[Consigne donnée] Recopiez mot pour mot l'extrait cité sur l'accueil des tout-petits en crèche, entre « Un enfant plus » et « portage, nos bras. », ces deux passages compris.

[Extrait cité]
☆ ☆ ☆ ☆ ☆ ☆ ☆
Comment accompagner au mieux les tout-petits dans leur développement ? Notamment dans les crèches qui accueillent des enfants issus de foyers en situation de précarité. 

Il n’existe pas de recette miracle ! Il convient, en premier lieu, de travailler autour de la sécurité affective de chaque enfant. Sans remplacer le ou les parents, une ou deux personnes doivent prendre le relais et devenir les référentes de l’enfant lors des temps forts de sa journée : repas, endormissement, soins. 

L’espace de vie doit être spécialement aménagé pour que chaque enfant ait des repères, se sente bien, en sécurité. Un univers particulier doit également être créé pour qu’il ait envie d’essayer, d’imaginer, de réussir, de découvrir le monde qui l’entoure. Un univers où des jeux sont à disposition et des adultes présents, visibles, prêts à stimuler l’enfant dans son envie d’apprendre

Car, même si la vie a inscrit un enfant dans une histoire très compliquée, les adultes ne doivent pas l’étiqueter « Toi, tu n’as pas eu de chance ! », encore moins lui proposer des temps ou des activités spécifiques. Les adultes doivent l’inclure dans un environnement porteur où cet enfant va être porté comme tous les autres enfants. Aucune histoire ne limite le champ des possibles

Quelle place laisser à ses peurs, à ses pleurs ? 

Qu’il soit ou non issu d’un foyer en situation de précarité, un enfant qui pleure tire un signal d’alarme : il a quelque chose à nous dire. À nous de le consoler, de le rassurer, d’essayer de comprendre ce qu’il a. 

Un enfant plus fragile, plus sensible à ce qui se passe autour de lui - moins secure – va peut-être tirer plus rapidement et plus fréquemment ce signal d’alarme. S’il ne comprend pas ce qui se passe autour de lui, s’il a besoin de son papa ou de sa maman, nous devons lui offrir tout ce que nous pouvons pour le rassurer : un doudou, du portage, nos bras.
☆ ☆ ☆ ☆ ☆ ☆ ☆
[Entrées de points étiquetés]
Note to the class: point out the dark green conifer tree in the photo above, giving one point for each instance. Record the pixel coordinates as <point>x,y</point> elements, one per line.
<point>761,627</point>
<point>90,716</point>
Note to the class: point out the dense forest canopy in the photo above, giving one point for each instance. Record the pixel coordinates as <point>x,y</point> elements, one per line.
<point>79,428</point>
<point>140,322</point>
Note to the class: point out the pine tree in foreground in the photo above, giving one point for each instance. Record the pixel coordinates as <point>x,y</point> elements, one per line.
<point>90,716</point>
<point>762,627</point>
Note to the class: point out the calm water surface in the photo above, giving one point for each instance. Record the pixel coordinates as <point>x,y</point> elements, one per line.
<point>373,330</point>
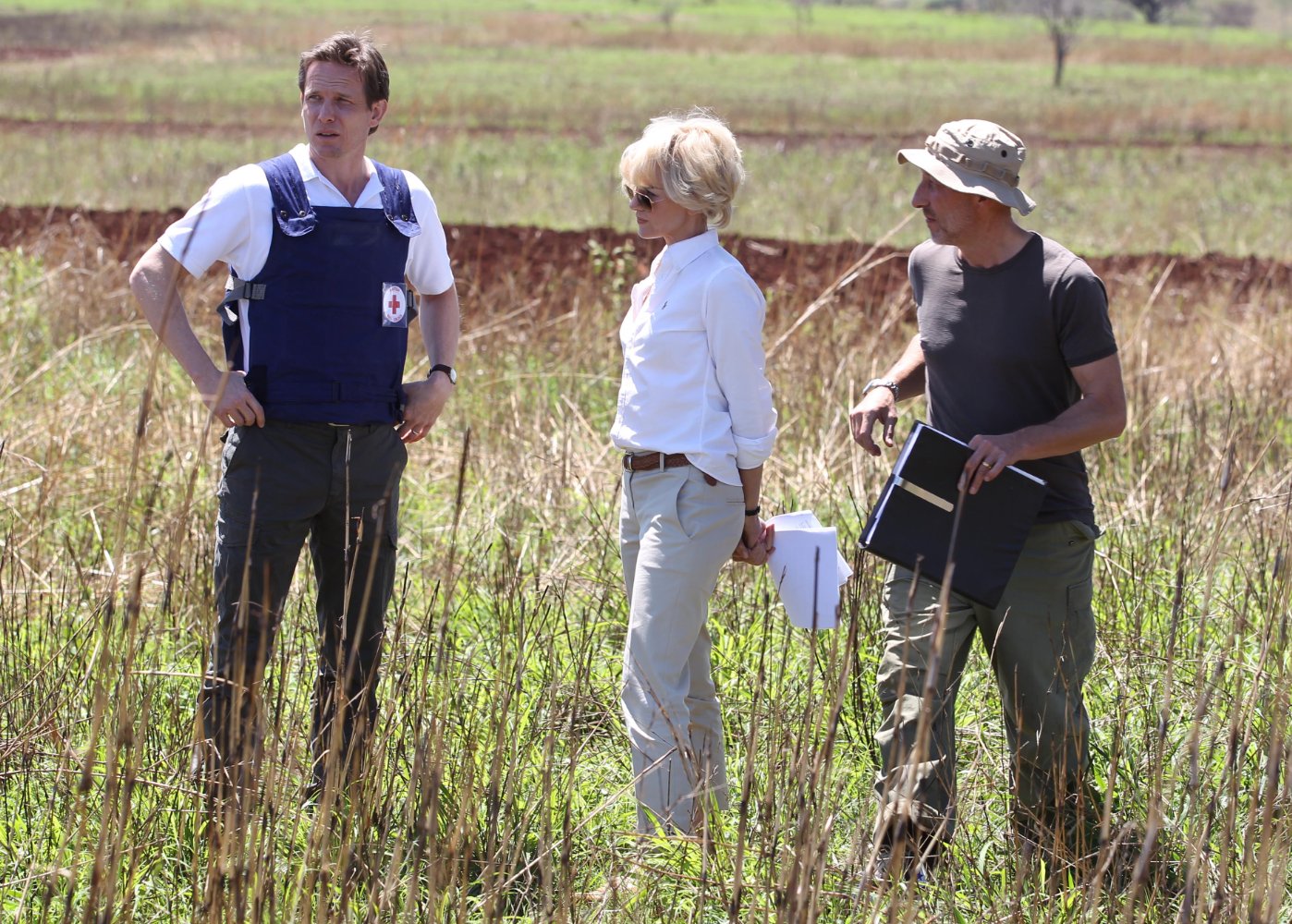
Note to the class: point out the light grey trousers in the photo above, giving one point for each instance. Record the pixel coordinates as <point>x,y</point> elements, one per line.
<point>675,534</point>
<point>1041,641</point>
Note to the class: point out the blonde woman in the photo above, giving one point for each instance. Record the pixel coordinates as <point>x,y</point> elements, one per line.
<point>695,424</point>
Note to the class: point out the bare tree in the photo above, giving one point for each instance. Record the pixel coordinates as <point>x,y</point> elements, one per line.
<point>1152,9</point>
<point>1062,18</point>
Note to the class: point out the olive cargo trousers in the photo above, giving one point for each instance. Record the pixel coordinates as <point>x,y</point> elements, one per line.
<point>1041,641</point>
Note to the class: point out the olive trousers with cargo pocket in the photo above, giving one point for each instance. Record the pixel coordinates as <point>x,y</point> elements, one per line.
<point>1041,641</point>
<point>336,486</point>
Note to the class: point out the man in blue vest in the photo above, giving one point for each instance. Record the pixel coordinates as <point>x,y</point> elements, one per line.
<point>321,246</point>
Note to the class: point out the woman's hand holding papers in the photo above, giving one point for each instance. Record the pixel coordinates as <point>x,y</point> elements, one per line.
<point>756,543</point>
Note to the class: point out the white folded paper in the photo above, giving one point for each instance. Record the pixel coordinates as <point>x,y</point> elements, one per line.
<point>808,569</point>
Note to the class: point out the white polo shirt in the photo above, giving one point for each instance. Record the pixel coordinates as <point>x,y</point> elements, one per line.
<point>233,224</point>
<point>693,378</point>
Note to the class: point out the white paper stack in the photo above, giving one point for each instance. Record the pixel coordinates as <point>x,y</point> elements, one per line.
<point>808,569</point>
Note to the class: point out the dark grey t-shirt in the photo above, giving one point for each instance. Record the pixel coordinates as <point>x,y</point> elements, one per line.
<point>999,346</point>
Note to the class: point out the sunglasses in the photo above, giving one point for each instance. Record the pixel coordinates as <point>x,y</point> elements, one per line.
<point>639,198</point>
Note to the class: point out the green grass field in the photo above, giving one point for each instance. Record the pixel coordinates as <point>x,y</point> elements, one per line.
<point>1162,140</point>
<point>502,786</point>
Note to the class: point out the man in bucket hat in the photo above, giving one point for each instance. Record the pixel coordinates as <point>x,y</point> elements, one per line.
<point>1016,354</point>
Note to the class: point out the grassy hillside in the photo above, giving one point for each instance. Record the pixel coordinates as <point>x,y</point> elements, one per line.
<point>1162,139</point>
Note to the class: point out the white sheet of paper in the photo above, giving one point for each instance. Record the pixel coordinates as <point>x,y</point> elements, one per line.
<point>804,548</point>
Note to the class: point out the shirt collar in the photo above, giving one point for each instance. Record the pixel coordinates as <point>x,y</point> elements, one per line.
<point>309,171</point>
<point>674,258</point>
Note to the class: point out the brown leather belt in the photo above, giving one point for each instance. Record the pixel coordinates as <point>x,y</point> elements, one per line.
<point>642,462</point>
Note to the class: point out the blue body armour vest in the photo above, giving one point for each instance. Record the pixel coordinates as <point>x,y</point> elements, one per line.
<point>318,347</point>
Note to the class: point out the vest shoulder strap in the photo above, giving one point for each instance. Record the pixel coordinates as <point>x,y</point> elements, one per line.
<point>292,210</point>
<point>396,201</point>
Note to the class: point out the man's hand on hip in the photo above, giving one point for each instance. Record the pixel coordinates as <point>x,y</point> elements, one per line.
<point>425,399</point>
<point>233,404</point>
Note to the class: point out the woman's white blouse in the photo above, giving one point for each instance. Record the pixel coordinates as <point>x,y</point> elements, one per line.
<point>694,378</point>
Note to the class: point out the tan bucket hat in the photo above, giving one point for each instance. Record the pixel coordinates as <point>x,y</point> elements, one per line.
<point>974,155</point>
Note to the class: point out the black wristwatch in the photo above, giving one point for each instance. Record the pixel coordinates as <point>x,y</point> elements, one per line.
<point>882,383</point>
<point>447,370</point>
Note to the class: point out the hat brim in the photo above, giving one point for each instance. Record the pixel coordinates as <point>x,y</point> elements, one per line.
<point>966,181</point>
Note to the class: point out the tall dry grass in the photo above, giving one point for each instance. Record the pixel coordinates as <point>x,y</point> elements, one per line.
<point>502,780</point>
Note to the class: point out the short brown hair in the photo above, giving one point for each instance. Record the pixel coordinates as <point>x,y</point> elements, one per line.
<point>353,49</point>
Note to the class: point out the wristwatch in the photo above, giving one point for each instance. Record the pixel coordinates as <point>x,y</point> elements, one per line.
<point>882,383</point>
<point>447,370</point>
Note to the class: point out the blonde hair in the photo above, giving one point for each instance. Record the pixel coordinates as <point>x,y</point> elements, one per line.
<point>693,158</point>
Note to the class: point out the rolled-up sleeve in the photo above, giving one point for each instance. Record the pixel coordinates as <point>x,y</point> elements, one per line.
<point>734,314</point>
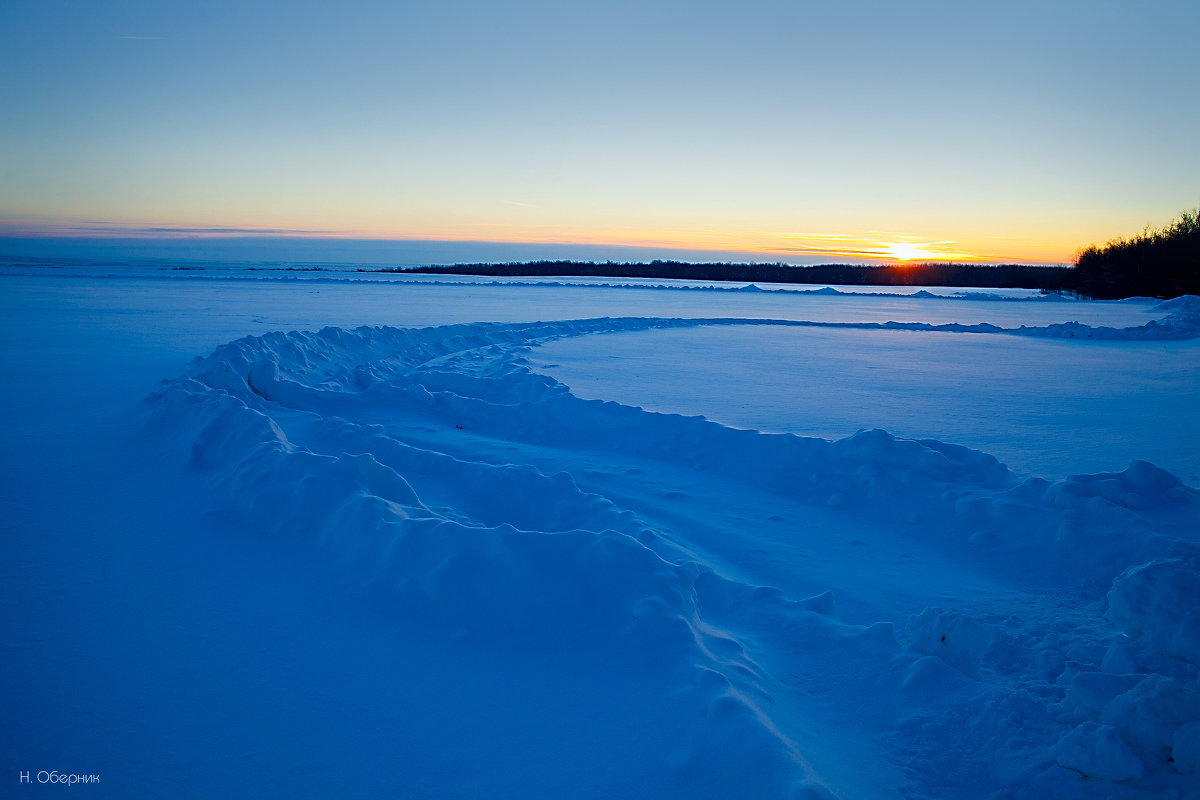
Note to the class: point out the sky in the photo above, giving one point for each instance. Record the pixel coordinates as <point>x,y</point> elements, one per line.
<point>781,131</point>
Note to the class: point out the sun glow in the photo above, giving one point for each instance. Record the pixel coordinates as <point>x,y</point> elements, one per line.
<point>906,252</point>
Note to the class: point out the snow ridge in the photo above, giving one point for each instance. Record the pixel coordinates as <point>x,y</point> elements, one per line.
<point>492,501</point>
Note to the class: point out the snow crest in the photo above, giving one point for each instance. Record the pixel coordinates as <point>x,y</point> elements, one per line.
<point>490,500</point>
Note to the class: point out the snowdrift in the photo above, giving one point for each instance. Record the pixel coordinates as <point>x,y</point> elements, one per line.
<point>435,464</point>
☆ ☆ ☆ ☆ ☆ ☆ ☆
[Réponse]
Un enfant plus fragile, plus sensible à ce qui se passe autour de lui - moins secure – va peut-être tirer plus rapidement et plus fréquemment ce signal d’alarme. S’il ne comprend pas ce qui se passe autour de lui, s’il a besoin de son papa ou de sa maman, nous devons lui offrir tout ce que nous pouvons pour le rassurer : un doudou, du portage, nos bras.